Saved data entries

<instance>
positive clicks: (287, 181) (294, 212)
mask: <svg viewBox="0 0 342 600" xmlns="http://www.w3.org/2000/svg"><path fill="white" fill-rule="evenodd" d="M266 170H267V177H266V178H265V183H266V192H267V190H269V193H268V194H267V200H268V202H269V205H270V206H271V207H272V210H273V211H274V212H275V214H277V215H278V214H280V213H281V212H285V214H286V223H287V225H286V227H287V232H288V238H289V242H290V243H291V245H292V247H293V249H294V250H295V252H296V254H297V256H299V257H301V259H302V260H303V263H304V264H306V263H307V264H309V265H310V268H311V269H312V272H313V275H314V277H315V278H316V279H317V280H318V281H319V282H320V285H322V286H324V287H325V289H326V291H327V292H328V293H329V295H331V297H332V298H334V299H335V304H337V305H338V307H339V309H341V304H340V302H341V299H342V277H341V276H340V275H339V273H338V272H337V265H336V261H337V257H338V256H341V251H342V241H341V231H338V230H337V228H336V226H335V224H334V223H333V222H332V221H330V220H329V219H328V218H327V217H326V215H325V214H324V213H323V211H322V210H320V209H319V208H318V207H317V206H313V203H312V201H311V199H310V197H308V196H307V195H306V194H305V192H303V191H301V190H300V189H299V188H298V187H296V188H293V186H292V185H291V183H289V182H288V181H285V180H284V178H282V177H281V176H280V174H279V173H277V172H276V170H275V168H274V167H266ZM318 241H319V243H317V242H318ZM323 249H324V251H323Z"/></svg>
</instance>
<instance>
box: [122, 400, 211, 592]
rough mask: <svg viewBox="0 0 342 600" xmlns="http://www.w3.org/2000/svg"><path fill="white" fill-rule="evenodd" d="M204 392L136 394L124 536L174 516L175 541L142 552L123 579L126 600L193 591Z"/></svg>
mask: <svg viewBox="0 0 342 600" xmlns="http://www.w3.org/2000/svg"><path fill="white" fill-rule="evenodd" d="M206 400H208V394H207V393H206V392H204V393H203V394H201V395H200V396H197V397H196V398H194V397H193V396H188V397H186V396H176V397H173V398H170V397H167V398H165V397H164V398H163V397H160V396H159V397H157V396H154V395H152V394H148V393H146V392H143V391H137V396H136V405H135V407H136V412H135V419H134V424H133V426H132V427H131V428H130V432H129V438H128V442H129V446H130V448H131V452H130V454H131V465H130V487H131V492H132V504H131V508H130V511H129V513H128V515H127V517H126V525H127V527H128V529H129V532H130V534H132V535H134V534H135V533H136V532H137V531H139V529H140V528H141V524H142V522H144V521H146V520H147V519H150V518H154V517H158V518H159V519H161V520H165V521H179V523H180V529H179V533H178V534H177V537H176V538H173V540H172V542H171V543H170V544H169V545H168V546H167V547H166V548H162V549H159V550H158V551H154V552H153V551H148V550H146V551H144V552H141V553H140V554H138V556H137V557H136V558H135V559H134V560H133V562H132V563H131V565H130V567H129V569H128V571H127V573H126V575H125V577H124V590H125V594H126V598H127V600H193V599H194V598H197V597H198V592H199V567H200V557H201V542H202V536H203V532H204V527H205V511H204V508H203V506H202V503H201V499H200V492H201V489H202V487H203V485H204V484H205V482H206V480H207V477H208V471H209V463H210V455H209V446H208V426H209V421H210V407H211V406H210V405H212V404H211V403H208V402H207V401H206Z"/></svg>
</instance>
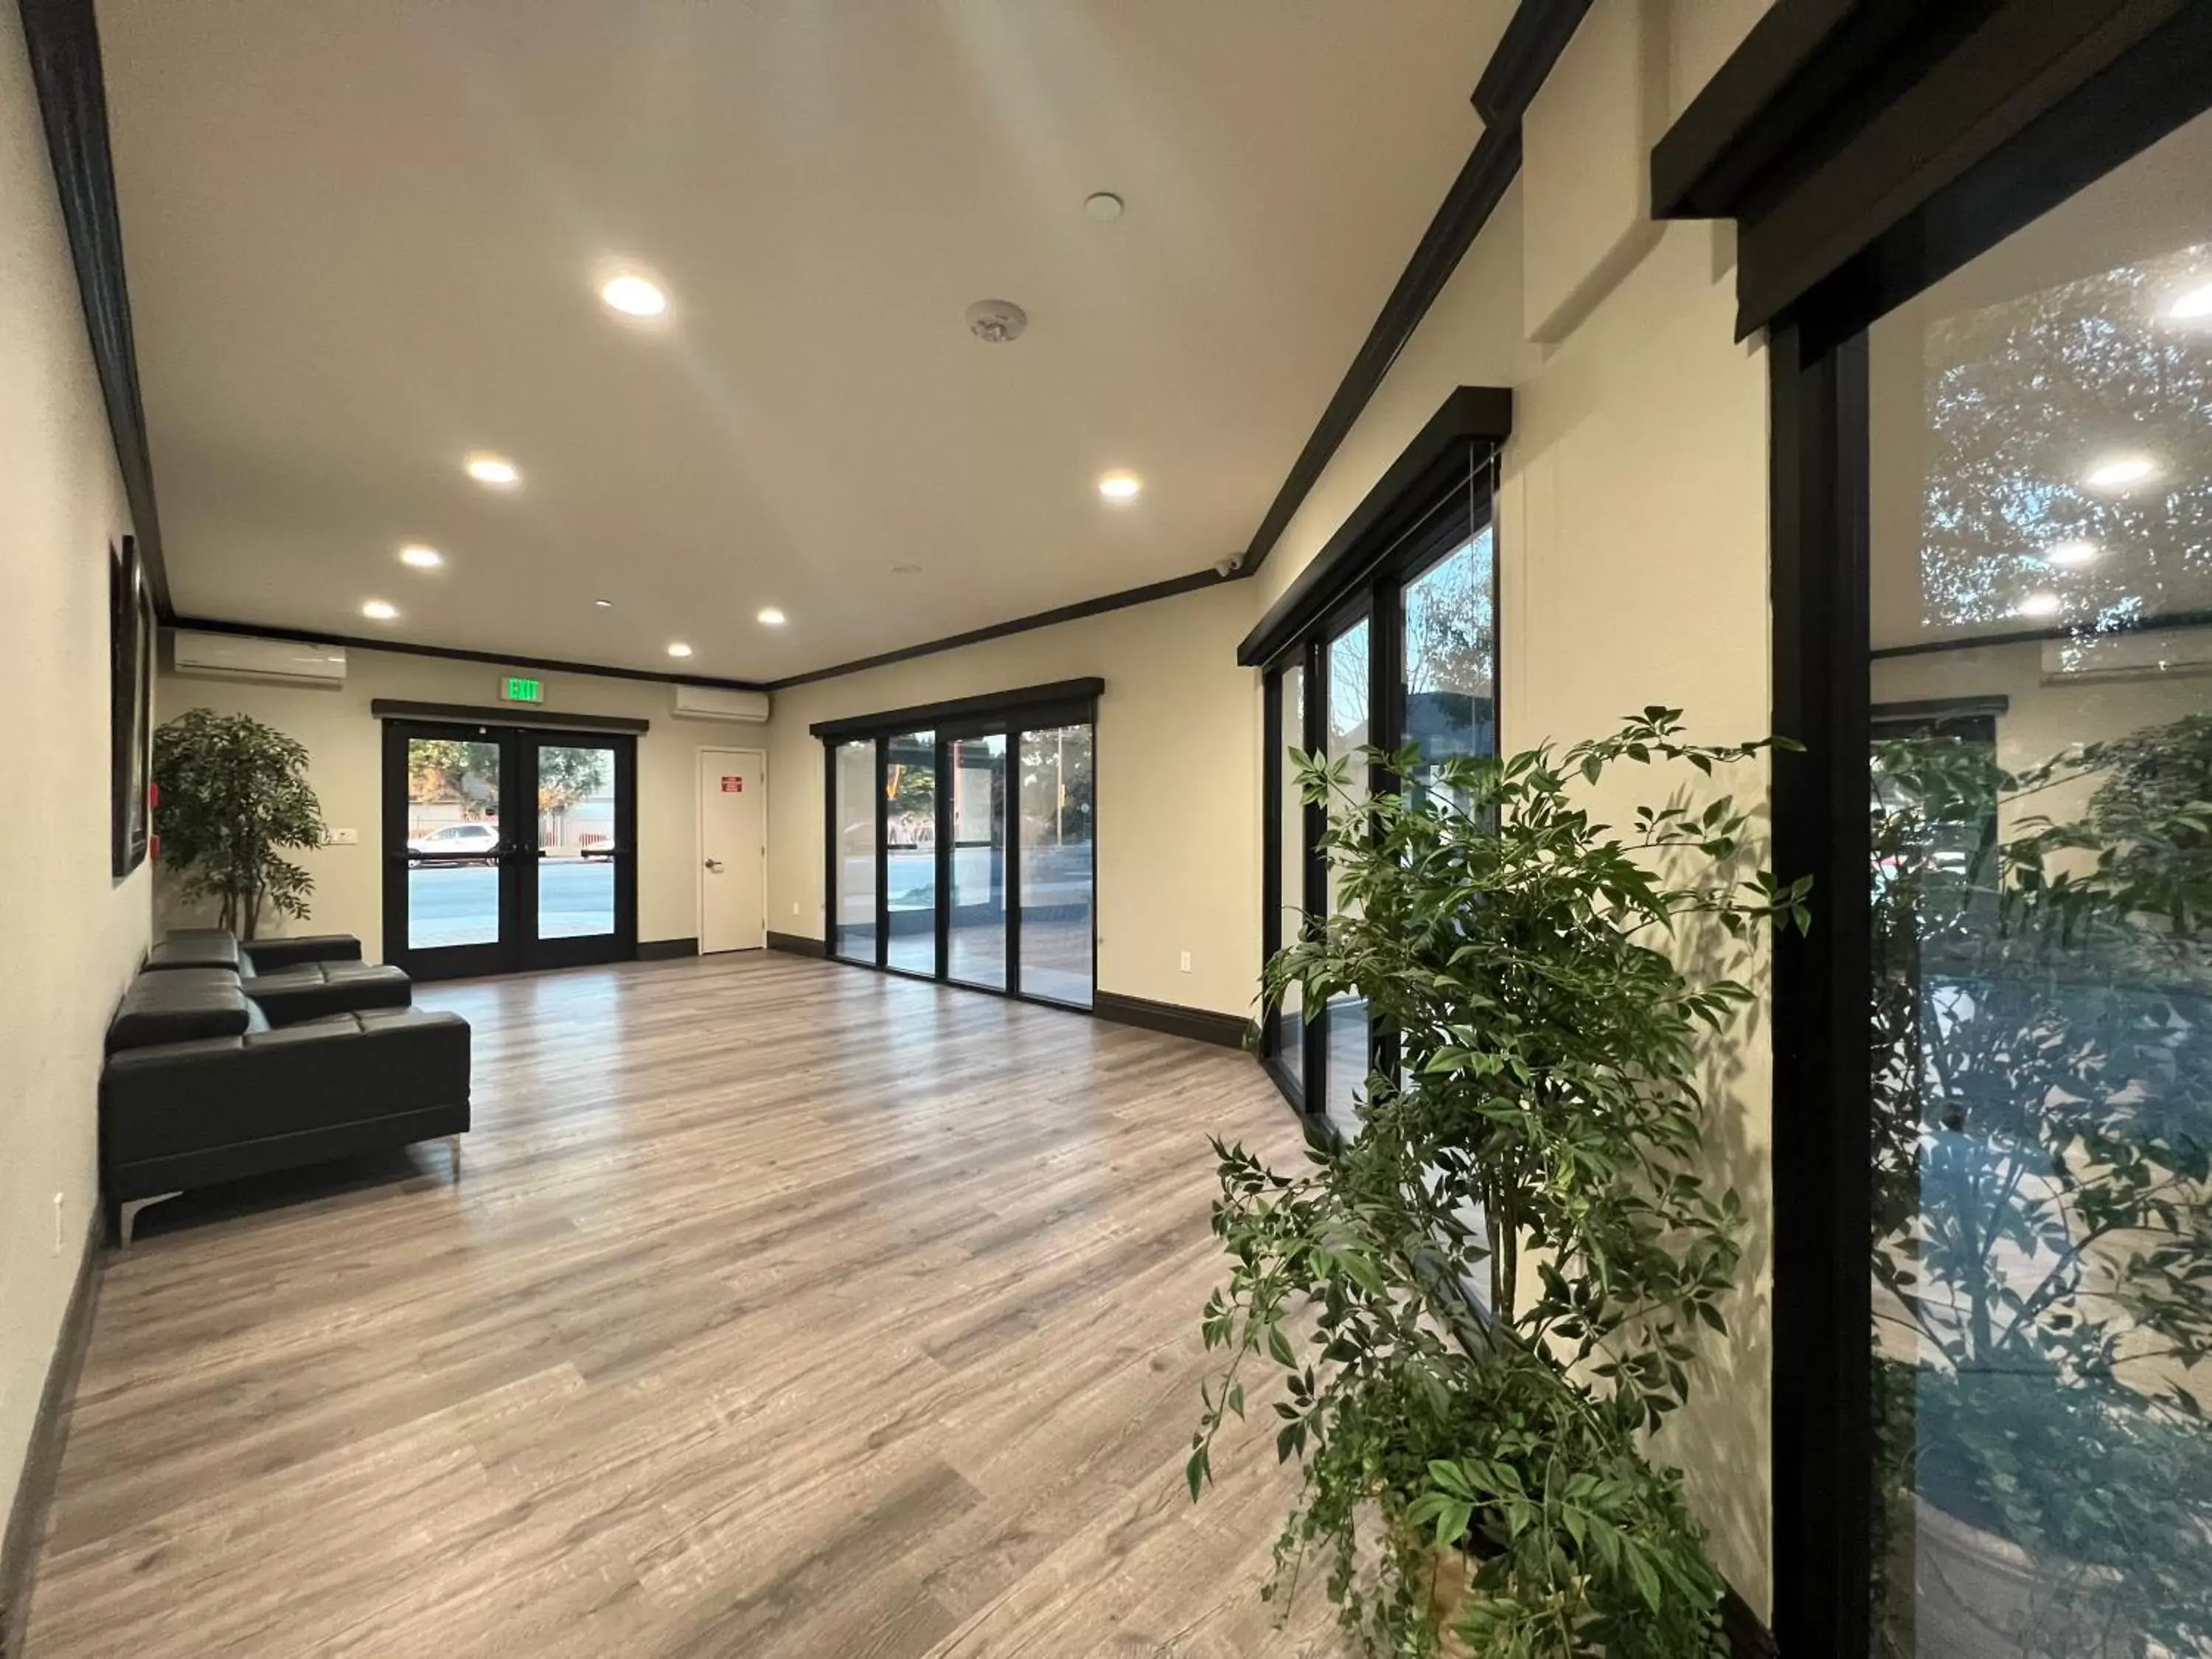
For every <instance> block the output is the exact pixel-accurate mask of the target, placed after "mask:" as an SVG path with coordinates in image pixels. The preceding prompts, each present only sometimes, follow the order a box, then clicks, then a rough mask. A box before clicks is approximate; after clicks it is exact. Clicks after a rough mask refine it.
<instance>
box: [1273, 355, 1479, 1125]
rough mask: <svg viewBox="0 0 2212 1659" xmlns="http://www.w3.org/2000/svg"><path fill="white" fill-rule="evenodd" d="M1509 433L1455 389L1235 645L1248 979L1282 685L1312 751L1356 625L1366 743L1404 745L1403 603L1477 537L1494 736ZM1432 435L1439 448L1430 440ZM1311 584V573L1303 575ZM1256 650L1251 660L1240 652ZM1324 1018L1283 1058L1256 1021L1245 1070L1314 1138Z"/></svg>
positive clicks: (1375, 1063) (1375, 786) (1281, 900)
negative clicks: (1482, 559)
mask: <svg viewBox="0 0 2212 1659" xmlns="http://www.w3.org/2000/svg"><path fill="white" fill-rule="evenodd" d="M1509 427H1511V396H1509V394H1504V392H1498V389H1491V387H1460V389H1458V392H1455V394H1453V398H1449V400H1447V403H1444V409H1440V411H1438V416H1436V418H1433V420H1431V422H1429V425H1427V427H1425V429H1422V434H1420V436H1418V438H1416V440H1413V445H1411V447H1409V449H1407V456H1402V458H1400V462H1398V465H1394V467H1391V469H1389V471H1387V473H1385V478H1383V482H1380V484H1378V487H1376V491H1371V493H1369V498H1367V500H1365V502H1360V507H1358V509H1356V511H1354V515H1352V518H1349V520H1347V531H1352V533H1343V531H1340V533H1338V538H1332V542H1329V546H1325V549H1323V553H1321V555H1316V560H1314V564H1312V566H1307V571H1305V573H1301V577H1298V580H1296V582H1294V584H1292V588H1290V591H1287V593H1285V595H1283V599H1281V602H1279V604H1276V606H1274V611H1270V615H1267V619H1263V622H1261V626H1259V628H1254V630H1252V635H1250V637H1248V639H1245V648H1243V650H1241V653H1239V661H1248V664H1252V666H1259V668H1261V686H1263V721H1261V726H1263V743H1265V754H1263V765H1261V781H1263V783H1261V787H1263V792H1265V812H1263V825H1265V834H1263V849H1261V889H1263V891H1261V967H1265V962H1270V960H1274V956H1276V951H1281V949H1283V945H1285V938H1283V933H1285V905H1283V889H1285V858H1292V856H1294V852H1292V849H1287V847H1283V823H1285V814H1283V794H1285V792H1287V790H1290V787H1294V785H1292V779H1290V765H1287V754H1285V752H1287V750H1290V748H1292V741H1290V734H1287V732H1285V730H1283V675H1285V670H1287V668H1294V666H1296V668H1301V670H1303V675H1305V699H1303V726H1301V732H1298V741H1296V748H1298V750H1301V752H1316V750H1325V745H1327V732H1329V672H1327V666H1329V664H1327V646H1329V641H1332V639H1336V637H1338V635H1343V633H1345V628H1349V626H1354V624H1356V622H1360V619H1365V622H1367V741H1369V743H1371V745H1376V748H1383V750H1394V748H1398V745H1400V743H1402V741H1405V712H1407V703H1405V591H1407V588H1409V586H1411V584H1413V582H1418V580H1420V577H1422V575H1427V573H1429V571H1433V568H1436V566H1438V564H1440V562H1444V560H1449V557H1451V555H1453V553H1458V551H1460V549H1462V546H1469V544H1471V542H1475V540H1480V538H1482V533H1484V531H1489V535H1491V564H1489V586H1491V641H1493V648H1491V734H1493V748H1495V743H1498V737H1500V732H1502V723H1500V708H1502V672H1504V670H1502V664H1504V626H1502V622H1504V611H1502V604H1500V597H1502V560H1500V555H1498V518H1495V498H1498V458H1500V447H1502V442H1504V438H1506V431H1509ZM1440 434H1444V436H1440ZM1316 571H1318V573H1321V575H1314V573H1316ZM1252 650H1265V655H1263V657H1252V655H1248V653H1252ZM1367 787H1369V792H1371V794H1387V792H1391V790H1396V787H1398V779H1396V774H1394V772H1391V770H1389V768H1387V765H1380V763H1376V765H1369V776H1367ZM1325 821H1327V814H1325V810H1323V807H1318V805H1307V807H1305V810H1303V812H1301V823H1303V836H1301V841H1303V845H1301V847H1298V849H1296V858H1298V860H1301V865H1303V867H1301V880H1298V898H1301V911H1303V914H1305V916H1325V914H1327V880H1329V872H1327V858H1325V856H1323V852H1321V847H1318V841H1321V832H1323V827H1325ZM1327 1026H1329V1011H1327V1009H1321V1011H1301V1026H1298V1044H1296V1060H1294V1062H1292V1053H1290V1044H1285V1042H1283V1035H1281V1031H1279V1022H1276V1018H1274V1015H1267V1018H1263V1020H1261V1022H1259V1029H1261V1042H1259V1060H1261V1066H1263V1068H1265V1073H1267V1077H1270V1079H1272V1082H1274V1086H1276V1091H1279V1093H1281V1095H1283V1099H1285V1102H1290V1106H1292V1110H1296V1113H1298V1117H1301V1119H1303V1121H1305V1124H1307V1126H1310V1128H1314V1130H1323V1133H1325V1130H1327V1102H1329V1062H1327V1051H1329V1031H1327ZM1394 1064H1396V1057H1394V1044H1391V1037H1389V1033H1383V1031H1374V1029H1369V1033H1367V1066H1369V1068H1383V1071H1389V1068H1391V1066H1394Z"/></svg>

To do
In the entries above, find the line holding "box: [1273, 355, 1479, 1125]" and the line holding "positive clicks: (1375, 1063)", then retype exactly those two lines and every line between them, and nothing else.

Reply
box: [1273, 355, 1479, 1125]
rough mask: <svg viewBox="0 0 2212 1659" xmlns="http://www.w3.org/2000/svg"><path fill="white" fill-rule="evenodd" d="M1509 433L1455 389L1235 645L1248 979L1282 685L1312 751L1356 625L1366 743L1404 745L1403 603L1477 537L1494 736ZM1432 435L1439 448L1430 440ZM1311 584V573L1303 575ZM1256 650L1251 660L1240 652ZM1324 1018L1283 1058L1256 1021L1245 1070L1314 1138Z"/></svg>
positive clicks: (1375, 1063) (1375, 786) (1281, 900)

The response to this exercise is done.